- Opening Delimiter -

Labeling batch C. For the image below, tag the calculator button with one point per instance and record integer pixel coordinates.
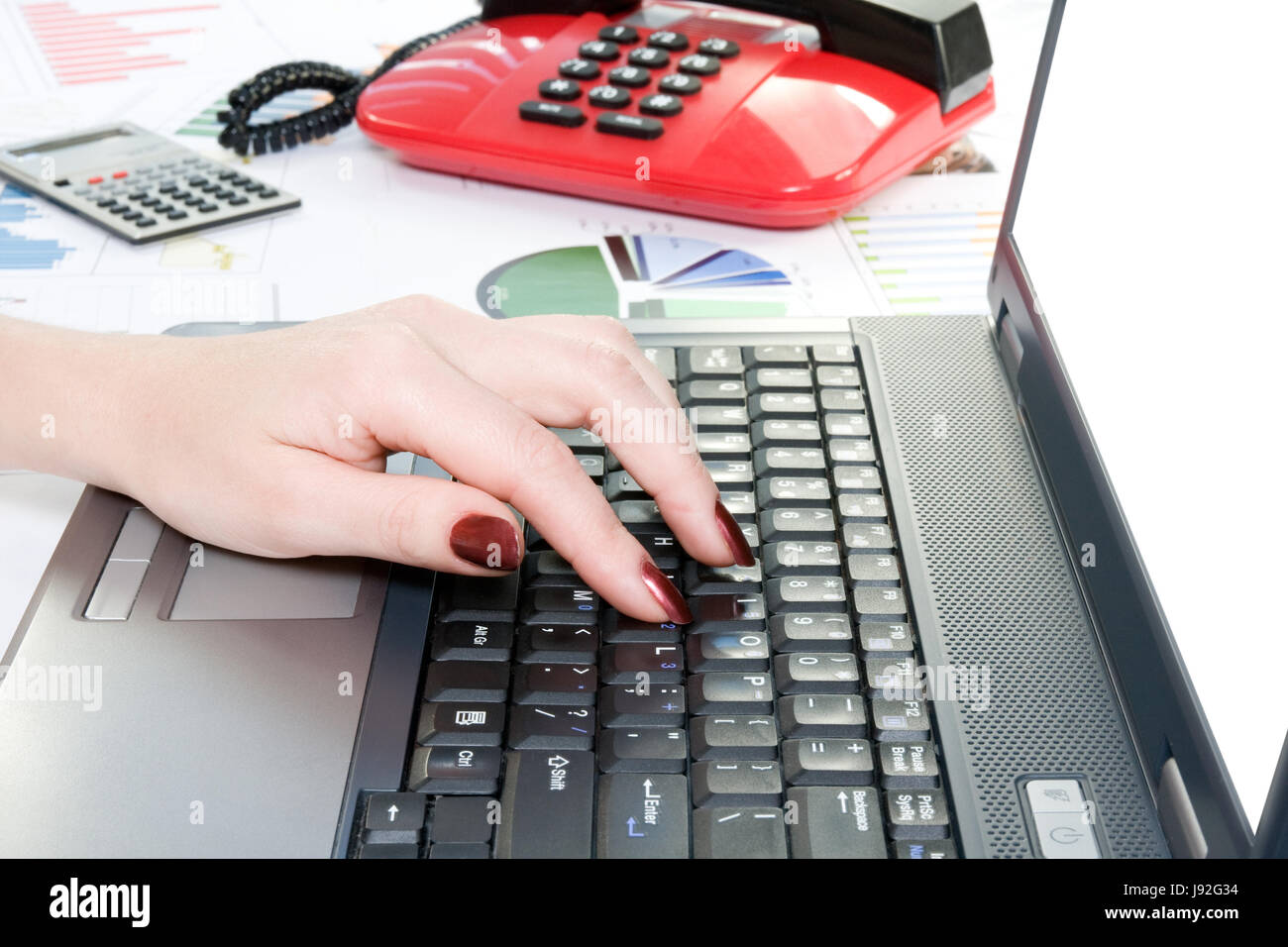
(599, 50)
(651, 56)
(608, 97)
(552, 114)
(661, 103)
(666, 39)
(698, 64)
(630, 76)
(619, 34)
(725, 50)
(561, 89)
(579, 68)
(681, 85)
(629, 125)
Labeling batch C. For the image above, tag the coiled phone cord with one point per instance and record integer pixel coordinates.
(244, 137)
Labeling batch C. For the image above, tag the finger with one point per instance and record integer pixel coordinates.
(570, 381)
(420, 521)
(487, 442)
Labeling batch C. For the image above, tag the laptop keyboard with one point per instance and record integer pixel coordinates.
(787, 720)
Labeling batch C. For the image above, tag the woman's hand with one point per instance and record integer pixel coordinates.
(274, 442)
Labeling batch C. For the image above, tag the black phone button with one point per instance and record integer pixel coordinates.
(651, 56)
(552, 114)
(668, 39)
(608, 97)
(681, 85)
(725, 50)
(630, 76)
(619, 34)
(698, 64)
(629, 125)
(561, 89)
(661, 103)
(579, 68)
(600, 50)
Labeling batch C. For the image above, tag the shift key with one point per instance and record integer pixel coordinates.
(643, 815)
(546, 804)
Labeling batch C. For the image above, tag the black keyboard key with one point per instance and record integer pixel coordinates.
(730, 692)
(909, 766)
(748, 831)
(734, 737)
(917, 813)
(460, 723)
(555, 684)
(816, 631)
(900, 720)
(728, 651)
(463, 821)
(836, 822)
(806, 594)
(643, 750)
(574, 644)
(643, 815)
(552, 114)
(472, 641)
(455, 770)
(535, 727)
(827, 762)
(546, 804)
(629, 125)
(816, 673)
(823, 715)
(478, 682)
(642, 706)
(739, 783)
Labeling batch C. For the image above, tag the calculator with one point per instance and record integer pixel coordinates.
(138, 184)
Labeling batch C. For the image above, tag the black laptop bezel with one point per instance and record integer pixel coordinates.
(1157, 692)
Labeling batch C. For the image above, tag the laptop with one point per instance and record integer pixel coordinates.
(949, 644)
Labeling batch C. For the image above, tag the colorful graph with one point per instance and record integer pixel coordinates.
(928, 262)
(638, 277)
(108, 47)
(18, 250)
(206, 123)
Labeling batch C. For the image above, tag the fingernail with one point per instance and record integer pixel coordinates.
(666, 594)
(487, 541)
(733, 536)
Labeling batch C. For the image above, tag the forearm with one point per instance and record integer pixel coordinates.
(64, 399)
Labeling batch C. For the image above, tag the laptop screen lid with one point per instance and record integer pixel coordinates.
(1142, 234)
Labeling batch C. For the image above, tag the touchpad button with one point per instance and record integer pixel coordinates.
(235, 586)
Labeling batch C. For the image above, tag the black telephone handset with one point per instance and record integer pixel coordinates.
(940, 44)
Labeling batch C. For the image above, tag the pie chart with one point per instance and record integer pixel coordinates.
(648, 275)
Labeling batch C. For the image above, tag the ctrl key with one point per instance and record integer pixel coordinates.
(552, 114)
(455, 770)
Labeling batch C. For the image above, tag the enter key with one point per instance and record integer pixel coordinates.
(643, 815)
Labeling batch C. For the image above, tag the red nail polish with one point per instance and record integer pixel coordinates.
(666, 594)
(487, 541)
(733, 536)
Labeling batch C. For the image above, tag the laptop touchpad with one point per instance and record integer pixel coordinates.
(235, 586)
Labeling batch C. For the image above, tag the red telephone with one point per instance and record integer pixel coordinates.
(768, 114)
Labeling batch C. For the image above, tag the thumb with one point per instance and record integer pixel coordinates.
(419, 521)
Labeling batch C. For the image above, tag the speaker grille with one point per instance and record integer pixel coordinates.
(996, 586)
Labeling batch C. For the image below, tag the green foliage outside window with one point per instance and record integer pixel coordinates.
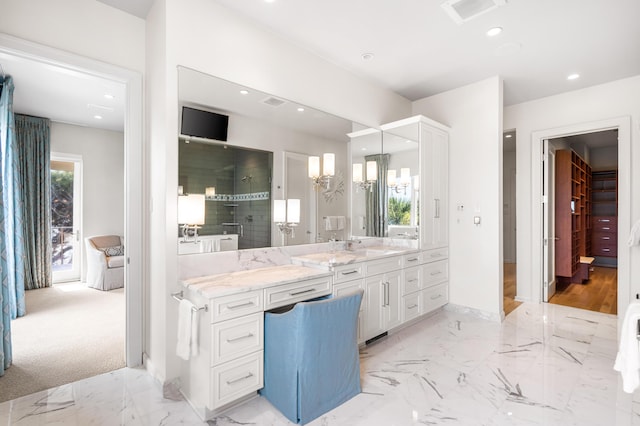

- Closing Delimiter -

# What to produce:
Please write out the lines from the one that holds "Labeling batch C. For the image above, tag the touchpad" through the end of the material, both ends included, exactly and with no pictures.

# Task response:
Labeling batch C. For the image above, tag the touchpad button with one point per instance and record integer pixel coordinates.
(235, 586)
Labeling batch C. For the image above, tag the black telephone handset with one point per instance and record integer pixel coordinates.
(940, 44)
Labeling batch C. For the image above, tag the pie chart with one point per instance and record integer pixel coordinates.
(648, 275)
Labeling batch C. For the image above, tag the ctrl key with one point per instance and record integer pixel coordinates.
(552, 114)
(455, 770)
Labeling batch C. For the image above, tag the enter key with one point per instance and record integer pixel coordinates.
(643, 815)
Labeling batch C. For the image above, tag the red nail polish with one point per instance and record integer pixel coordinates.
(666, 594)
(487, 541)
(733, 536)
Labeling batch C. For the image above, tag the laptop touchpad with one point per instance and record integer pixel coordinates.
(235, 586)
Labeling batch C. For the image above, tag the red telephone with one point per instance and record integer pixel coordinates.
(768, 114)
Labeling batch C. For the image above, tag the thumb with one point per instance and record integer pixel coordinates.
(419, 521)
Labeling batch C. For the image above, tag the speaker grille with one point per instance and record integer pixel coordinates.
(996, 586)
Labeling batch C. For the image below, tag the green foliage outside window with one point per instance and record integer pixel coordinates.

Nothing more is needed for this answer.